**Exercise instructions:** Below is a block of entries; repeat exactly the lines starting at the line that contains "874L312 850L267 879L220" and ending at the line that contains "positive clicks: (1854, 1298) (1860, 1286)", both included.

[Opening Provided data section]

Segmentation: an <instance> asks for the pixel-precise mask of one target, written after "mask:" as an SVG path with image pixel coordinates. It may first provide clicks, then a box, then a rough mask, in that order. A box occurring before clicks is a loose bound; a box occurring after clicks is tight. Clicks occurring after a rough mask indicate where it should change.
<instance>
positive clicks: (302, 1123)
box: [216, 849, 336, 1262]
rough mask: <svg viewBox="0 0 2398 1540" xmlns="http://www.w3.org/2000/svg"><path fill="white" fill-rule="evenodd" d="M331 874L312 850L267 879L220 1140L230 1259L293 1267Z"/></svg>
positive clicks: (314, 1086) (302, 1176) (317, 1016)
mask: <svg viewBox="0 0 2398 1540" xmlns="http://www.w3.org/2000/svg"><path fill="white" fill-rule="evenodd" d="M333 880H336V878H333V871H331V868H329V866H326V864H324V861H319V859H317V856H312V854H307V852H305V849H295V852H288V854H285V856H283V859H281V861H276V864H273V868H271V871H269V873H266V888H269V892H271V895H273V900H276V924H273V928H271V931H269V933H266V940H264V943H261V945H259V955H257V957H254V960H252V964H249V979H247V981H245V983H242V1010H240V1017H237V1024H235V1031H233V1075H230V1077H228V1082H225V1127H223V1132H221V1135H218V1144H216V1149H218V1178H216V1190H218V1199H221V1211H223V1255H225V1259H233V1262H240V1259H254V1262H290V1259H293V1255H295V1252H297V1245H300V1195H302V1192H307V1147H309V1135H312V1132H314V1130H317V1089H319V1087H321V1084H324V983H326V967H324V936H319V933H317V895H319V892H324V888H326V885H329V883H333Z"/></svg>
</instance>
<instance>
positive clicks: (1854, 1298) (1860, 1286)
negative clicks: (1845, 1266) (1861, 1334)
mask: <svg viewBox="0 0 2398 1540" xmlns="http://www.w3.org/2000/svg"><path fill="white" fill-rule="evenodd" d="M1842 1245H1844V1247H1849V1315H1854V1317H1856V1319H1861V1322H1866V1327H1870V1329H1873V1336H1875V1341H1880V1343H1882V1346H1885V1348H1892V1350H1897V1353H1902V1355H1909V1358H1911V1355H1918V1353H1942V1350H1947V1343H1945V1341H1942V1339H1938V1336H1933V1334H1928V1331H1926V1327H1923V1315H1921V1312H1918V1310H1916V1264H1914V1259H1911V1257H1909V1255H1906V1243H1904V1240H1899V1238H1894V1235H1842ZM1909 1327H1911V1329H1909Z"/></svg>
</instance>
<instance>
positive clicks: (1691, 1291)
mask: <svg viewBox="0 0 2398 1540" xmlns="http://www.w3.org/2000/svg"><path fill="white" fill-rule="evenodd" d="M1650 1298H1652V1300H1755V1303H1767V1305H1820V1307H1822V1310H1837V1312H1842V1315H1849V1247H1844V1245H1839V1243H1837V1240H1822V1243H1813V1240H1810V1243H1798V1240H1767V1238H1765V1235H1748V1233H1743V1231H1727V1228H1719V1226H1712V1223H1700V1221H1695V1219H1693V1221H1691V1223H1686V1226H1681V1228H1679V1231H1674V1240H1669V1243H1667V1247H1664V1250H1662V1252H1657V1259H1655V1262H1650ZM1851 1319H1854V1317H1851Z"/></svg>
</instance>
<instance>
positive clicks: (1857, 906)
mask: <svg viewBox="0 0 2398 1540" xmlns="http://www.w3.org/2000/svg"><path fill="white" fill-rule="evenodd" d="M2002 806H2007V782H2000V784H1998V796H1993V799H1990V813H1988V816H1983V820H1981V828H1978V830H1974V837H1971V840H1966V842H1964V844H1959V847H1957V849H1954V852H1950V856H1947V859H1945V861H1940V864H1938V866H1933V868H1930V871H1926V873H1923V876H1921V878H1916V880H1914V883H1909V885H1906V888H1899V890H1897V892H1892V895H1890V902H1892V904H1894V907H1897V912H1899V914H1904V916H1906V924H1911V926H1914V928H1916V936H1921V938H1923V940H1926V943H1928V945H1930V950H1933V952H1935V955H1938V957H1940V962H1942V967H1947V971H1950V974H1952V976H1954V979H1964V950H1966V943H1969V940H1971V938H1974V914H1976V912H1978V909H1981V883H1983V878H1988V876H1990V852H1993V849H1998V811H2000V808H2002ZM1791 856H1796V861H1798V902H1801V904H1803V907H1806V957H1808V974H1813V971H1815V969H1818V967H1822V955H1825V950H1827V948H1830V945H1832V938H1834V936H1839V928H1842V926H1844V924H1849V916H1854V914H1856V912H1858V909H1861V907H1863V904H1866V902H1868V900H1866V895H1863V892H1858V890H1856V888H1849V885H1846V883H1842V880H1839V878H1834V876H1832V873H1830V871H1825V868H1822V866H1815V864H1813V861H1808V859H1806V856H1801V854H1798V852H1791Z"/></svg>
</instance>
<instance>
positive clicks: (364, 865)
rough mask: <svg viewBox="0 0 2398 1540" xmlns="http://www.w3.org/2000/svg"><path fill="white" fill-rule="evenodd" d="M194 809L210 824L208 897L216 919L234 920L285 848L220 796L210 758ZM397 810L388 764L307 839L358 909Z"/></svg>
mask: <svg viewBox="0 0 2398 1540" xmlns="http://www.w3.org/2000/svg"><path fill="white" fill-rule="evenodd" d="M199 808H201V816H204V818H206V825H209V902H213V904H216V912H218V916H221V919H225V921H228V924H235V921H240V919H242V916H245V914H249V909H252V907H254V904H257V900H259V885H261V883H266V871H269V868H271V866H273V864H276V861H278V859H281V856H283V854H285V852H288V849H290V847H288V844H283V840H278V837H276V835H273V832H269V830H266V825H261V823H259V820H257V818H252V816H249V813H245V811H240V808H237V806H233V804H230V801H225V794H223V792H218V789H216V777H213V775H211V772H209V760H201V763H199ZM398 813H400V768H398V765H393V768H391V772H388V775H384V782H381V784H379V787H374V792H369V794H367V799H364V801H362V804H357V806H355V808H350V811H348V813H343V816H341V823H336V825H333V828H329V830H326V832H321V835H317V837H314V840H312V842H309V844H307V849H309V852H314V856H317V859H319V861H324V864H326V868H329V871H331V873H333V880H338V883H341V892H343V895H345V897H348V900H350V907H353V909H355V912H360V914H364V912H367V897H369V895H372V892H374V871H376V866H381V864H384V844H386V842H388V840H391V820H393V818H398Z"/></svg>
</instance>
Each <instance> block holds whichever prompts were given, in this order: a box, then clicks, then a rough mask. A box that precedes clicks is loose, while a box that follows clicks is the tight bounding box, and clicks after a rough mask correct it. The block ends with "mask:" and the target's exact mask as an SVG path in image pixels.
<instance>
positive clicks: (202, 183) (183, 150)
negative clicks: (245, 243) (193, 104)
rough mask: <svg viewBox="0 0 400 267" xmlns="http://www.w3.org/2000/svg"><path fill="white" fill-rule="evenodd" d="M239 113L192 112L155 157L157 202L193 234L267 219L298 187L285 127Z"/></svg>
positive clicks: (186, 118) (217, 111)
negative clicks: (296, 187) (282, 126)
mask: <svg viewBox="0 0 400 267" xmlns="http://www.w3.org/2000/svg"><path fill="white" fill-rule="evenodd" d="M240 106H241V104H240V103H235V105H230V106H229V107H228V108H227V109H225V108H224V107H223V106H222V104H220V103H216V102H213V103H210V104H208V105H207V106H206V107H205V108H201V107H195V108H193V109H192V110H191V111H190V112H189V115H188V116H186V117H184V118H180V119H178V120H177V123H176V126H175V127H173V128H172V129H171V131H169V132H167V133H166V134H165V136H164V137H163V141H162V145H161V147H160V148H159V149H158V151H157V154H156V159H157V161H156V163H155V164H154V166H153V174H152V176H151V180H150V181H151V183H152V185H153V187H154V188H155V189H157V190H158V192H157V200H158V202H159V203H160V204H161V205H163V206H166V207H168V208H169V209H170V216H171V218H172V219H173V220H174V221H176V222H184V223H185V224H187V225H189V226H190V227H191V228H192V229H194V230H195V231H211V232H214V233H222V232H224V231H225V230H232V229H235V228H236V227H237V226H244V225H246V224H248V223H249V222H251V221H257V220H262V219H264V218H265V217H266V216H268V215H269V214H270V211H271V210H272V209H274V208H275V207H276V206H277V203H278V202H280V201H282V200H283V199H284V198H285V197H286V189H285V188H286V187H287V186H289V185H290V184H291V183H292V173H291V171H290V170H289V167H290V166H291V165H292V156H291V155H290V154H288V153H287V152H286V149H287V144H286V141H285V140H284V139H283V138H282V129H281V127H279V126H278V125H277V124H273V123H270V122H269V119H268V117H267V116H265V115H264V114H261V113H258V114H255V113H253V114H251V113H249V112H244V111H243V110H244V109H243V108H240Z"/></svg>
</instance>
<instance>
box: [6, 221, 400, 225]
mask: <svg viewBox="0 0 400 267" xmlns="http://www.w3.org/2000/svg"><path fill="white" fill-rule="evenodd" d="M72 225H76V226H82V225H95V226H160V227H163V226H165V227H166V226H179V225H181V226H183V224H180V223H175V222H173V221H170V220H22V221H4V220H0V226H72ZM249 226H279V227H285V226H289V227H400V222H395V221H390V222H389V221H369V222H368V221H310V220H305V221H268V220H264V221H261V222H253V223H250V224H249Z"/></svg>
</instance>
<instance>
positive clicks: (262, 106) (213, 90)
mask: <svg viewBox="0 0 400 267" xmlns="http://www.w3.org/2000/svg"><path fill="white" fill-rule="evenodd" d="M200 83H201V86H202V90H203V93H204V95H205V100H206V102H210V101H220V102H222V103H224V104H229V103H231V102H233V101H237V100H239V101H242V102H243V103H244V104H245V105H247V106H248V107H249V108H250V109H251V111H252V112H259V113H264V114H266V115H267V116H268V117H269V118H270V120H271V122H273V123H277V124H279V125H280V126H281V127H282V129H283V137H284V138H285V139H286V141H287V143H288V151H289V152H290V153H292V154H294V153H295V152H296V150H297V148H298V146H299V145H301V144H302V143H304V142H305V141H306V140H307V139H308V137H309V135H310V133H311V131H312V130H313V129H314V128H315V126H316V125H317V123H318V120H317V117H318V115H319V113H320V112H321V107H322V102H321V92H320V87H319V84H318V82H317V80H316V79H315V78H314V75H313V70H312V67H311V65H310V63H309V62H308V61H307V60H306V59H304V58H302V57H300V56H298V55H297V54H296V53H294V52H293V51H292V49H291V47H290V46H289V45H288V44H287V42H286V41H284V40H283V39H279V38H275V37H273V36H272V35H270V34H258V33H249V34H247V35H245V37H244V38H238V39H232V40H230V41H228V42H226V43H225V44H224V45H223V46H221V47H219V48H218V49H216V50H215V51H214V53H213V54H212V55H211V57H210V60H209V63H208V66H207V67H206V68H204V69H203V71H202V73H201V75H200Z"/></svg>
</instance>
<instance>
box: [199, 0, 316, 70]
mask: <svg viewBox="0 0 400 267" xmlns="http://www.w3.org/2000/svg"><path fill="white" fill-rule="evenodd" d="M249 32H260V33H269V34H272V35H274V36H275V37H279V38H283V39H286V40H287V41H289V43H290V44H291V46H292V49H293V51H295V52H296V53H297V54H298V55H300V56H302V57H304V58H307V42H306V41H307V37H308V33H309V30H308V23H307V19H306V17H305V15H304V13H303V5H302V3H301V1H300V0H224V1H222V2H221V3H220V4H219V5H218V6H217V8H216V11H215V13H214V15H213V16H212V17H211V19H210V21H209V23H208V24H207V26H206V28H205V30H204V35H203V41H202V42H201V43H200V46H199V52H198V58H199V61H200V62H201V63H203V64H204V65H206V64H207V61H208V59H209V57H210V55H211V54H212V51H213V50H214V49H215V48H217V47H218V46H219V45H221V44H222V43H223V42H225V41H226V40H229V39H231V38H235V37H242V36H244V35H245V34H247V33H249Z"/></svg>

[Closing Provided data section]

**Your response:**
rough mask: <svg viewBox="0 0 2398 1540" xmlns="http://www.w3.org/2000/svg"><path fill="white" fill-rule="evenodd" d="M331 874L312 850L267 879L220 1140L230 1259L293 1267Z"/></svg>
positive clicks: (314, 1086) (302, 1176) (317, 1016)
mask: <svg viewBox="0 0 2398 1540" xmlns="http://www.w3.org/2000/svg"><path fill="white" fill-rule="evenodd" d="M333 880H336V878H333V871H331V868H329V866H326V864H324V861H319V859H317V856H312V854H307V852H305V849H295V852H288V854H285V856H283V859H281V861H276V864H273V868H271V871H269V873H266V888H269V892H271V895H273V900H276V924H273V928H271V931H269V933H266V940H264V943H261V945H259V955H257V957H254V960H252V964H249V979H247V981H245V983H242V1010H240V1017H237V1024H235V1031H233V1075H230V1077H228V1082H225V1127H223V1132H221V1135H218V1144H216V1149H218V1178H216V1190H218V1199H221V1211H223V1255H225V1259H233V1262H240V1259H254V1262H290V1259H293V1255H295V1252H297V1245H300V1195H302V1192H307V1147H309V1135H312V1132H314V1130H317V1089H319V1087H321V1084H324V983H326V967H324V936H319V933H317V895H319V892H324V888H326V885H329V883H333Z"/></svg>
</instance>
<instance>
positive clicks: (1854, 1298) (1860, 1286)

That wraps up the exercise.